### Goal
Copy every one of the records below character for character, leaving out the pictures.

### Available data
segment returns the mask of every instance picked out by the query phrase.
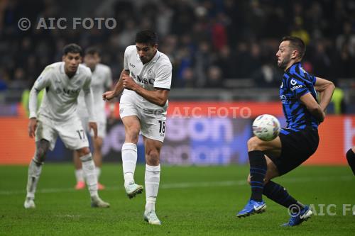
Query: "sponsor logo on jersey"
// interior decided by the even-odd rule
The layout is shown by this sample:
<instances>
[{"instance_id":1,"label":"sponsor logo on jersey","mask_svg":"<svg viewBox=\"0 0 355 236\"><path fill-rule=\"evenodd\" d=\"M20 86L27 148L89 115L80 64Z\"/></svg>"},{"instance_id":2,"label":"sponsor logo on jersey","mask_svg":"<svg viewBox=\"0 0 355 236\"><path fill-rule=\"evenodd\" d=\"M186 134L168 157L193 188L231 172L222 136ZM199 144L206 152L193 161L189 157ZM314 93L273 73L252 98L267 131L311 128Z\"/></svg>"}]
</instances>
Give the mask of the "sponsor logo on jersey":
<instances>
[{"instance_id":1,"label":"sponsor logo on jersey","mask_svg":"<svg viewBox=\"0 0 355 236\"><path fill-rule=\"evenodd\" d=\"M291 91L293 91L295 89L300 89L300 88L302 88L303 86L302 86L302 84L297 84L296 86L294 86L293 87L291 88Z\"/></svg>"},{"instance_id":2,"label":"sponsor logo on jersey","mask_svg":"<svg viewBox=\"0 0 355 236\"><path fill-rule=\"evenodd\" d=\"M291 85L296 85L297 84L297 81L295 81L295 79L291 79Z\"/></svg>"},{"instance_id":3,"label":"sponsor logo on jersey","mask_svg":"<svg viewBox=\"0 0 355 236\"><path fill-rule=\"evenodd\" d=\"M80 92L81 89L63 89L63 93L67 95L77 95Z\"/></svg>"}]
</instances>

### Result of the task
segment returns the mask of every instance picked out by the query phrase.
Query: "sponsor logo on jersey"
// interior decided by the even-odd rule
The layout is shown by this sample:
<instances>
[{"instance_id":1,"label":"sponsor logo on jersey","mask_svg":"<svg viewBox=\"0 0 355 236\"><path fill-rule=\"evenodd\" d=\"M20 86L27 148L89 115L80 64Z\"/></svg>"},{"instance_id":2,"label":"sponsor logo on jersey","mask_svg":"<svg viewBox=\"0 0 355 236\"><path fill-rule=\"evenodd\" d=\"M186 134L168 157L193 188L231 172L222 136ZM199 144L206 152L193 161L189 157ZM314 93L273 73L252 98L267 131L311 128Z\"/></svg>"}]
</instances>
Give the mask of the "sponsor logo on jersey":
<instances>
[{"instance_id":1,"label":"sponsor logo on jersey","mask_svg":"<svg viewBox=\"0 0 355 236\"><path fill-rule=\"evenodd\" d=\"M291 91L293 91L295 89L300 89L300 88L302 88L303 86L302 86L302 84L297 84L296 86L294 86L293 87L291 88Z\"/></svg>"},{"instance_id":2,"label":"sponsor logo on jersey","mask_svg":"<svg viewBox=\"0 0 355 236\"><path fill-rule=\"evenodd\" d=\"M291 85L296 85L297 84L297 81L295 81L295 79L291 79Z\"/></svg>"},{"instance_id":3,"label":"sponsor logo on jersey","mask_svg":"<svg viewBox=\"0 0 355 236\"><path fill-rule=\"evenodd\" d=\"M80 92L81 89L63 89L63 93L67 95L77 95Z\"/></svg>"}]
</instances>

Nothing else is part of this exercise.